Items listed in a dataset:
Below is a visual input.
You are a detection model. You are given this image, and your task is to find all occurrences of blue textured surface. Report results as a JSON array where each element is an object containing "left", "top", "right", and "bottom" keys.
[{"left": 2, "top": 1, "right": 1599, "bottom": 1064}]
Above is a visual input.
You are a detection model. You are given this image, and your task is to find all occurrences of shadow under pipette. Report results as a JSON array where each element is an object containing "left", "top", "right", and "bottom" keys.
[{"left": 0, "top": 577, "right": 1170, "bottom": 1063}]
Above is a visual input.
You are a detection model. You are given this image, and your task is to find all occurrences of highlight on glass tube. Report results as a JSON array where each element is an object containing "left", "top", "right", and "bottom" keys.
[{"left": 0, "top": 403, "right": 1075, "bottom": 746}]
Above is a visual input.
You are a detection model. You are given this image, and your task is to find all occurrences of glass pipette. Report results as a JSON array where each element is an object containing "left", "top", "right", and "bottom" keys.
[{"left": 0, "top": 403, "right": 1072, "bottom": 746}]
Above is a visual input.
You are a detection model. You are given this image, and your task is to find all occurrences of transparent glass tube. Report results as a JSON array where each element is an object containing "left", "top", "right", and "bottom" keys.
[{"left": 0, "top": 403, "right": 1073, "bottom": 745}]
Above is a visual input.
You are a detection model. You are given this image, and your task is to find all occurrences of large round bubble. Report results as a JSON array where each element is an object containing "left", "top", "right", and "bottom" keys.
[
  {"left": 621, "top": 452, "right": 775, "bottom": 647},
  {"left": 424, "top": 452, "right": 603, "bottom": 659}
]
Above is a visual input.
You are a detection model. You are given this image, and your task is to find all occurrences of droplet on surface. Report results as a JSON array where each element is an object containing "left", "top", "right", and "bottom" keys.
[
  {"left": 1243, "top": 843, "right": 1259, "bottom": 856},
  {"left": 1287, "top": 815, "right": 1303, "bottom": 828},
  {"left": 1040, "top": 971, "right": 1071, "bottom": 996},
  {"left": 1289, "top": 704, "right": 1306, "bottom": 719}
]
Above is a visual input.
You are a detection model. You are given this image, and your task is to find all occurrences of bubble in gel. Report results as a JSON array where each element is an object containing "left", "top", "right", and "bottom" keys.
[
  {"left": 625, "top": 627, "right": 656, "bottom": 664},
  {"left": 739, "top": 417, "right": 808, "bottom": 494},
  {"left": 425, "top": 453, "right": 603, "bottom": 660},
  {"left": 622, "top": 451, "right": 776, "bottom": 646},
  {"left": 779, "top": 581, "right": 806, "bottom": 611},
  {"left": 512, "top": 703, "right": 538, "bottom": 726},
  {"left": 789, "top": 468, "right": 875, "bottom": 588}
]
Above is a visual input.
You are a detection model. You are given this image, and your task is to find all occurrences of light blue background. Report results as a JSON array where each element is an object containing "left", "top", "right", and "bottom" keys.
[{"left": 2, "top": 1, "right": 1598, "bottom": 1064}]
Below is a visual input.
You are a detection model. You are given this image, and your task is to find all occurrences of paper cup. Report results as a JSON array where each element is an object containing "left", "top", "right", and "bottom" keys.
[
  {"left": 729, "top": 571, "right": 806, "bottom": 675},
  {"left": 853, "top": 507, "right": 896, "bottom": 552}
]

• [Required action] Your job is to restate all of the data word for word.

• [Task result]
Below is a visual input.
You are a detection model. You are given this image, and your task is to find all occurrences of blue textured surface. Report results as a JSON array where each element is an object containing "left", "top", "right", and "bottom" keys.
[{"left": 2, "top": 1, "right": 1599, "bottom": 1064}]
Above is a visual input.
You are a detection model. You are given this image, and your task is to find all occurrences of shadow under pipette. Report results as a JSON array where each element is an object containing "left", "top", "right", and "bottom" keys.
[{"left": 0, "top": 577, "right": 1170, "bottom": 1063}]
Above is a visual input.
You are a detection model. You are given this image, and your task is to find all occurrences of highlight on glass tube. Report results as a JSON array where each element is an object containing "left", "top", "right", and "bottom" keys.
[{"left": 0, "top": 403, "right": 1075, "bottom": 746}]
Above is a visual input.
You are a detection model. You are given this image, and your task is to find all occurrences of glass pipette. Report results as a JSON array where each element is an object containing "left", "top", "right", and "bottom" keys.
[{"left": 0, "top": 403, "right": 1072, "bottom": 746}]
Above is a visual input.
You are a detection model. You are given this image, and your task is to find all occurrences of transparent glass tube. Report results as a JSON array where each element is an object containing "left", "top", "right", and "bottom" keys.
[{"left": 0, "top": 403, "right": 1073, "bottom": 745}]
Above is a visual input.
You are a detection model. You are given this image, and your task is to find all occurrences of large round bubble. Report results as a JSON array where each element is an object containing "left", "top", "right", and "bottom" keys.
[
  {"left": 621, "top": 452, "right": 775, "bottom": 647},
  {"left": 424, "top": 452, "right": 603, "bottom": 659}
]
Above is a visual input.
You are a detection model. You are given this image, and your task is to find all occurrences of droplet on surface. Report results as a JSON array where each element is an object containing "left", "top", "right", and "bottom" keys.
[
  {"left": 1243, "top": 843, "right": 1259, "bottom": 856},
  {"left": 1287, "top": 815, "right": 1303, "bottom": 828},
  {"left": 1040, "top": 971, "right": 1071, "bottom": 996},
  {"left": 1289, "top": 704, "right": 1306, "bottom": 719}
]
Above is a visual input.
You are a detection model. You are given this image, and your task is to find all occurrences of bubble in gel. Report results as a JSON array where each element is an object containing "left", "top", "right", and "bottom" keys.
[
  {"left": 625, "top": 627, "right": 656, "bottom": 664},
  {"left": 739, "top": 417, "right": 808, "bottom": 494},
  {"left": 425, "top": 453, "right": 603, "bottom": 660},
  {"left": 622, "top": 451, "right": 776, "bottom": 646},
  {"left": 779, "top": 581, "right": 806, "bottom": 611},
  {"left": 512, "top": 703, "right": 538, "bottom": 726},
  {"left": 789, "top": 468, "right": 875, "bottom": 588}
]
Above is a visual input.
You are a detection model. You are given this image, and your task is to find all occurrences of light blue background. Report results as a JSON array where each element is an object containing "left", "top", "right", and "bottom" keys.
[{"left": 2, "top": 1, "right": 1598, "bottom": 1064}]
Below is a visual input.
You are a detection model. You are given this image, and your task is to find all occurrences of paper cup. Report results as a JSON array where each element is an object containing "left", "top", "right", and "bottom" keys.
[
  {"left": 729, "top": 571, "right": 806, "bottom": 675},
  {"left": 853, "top": 507, "right": 896, "bottom": 552}
]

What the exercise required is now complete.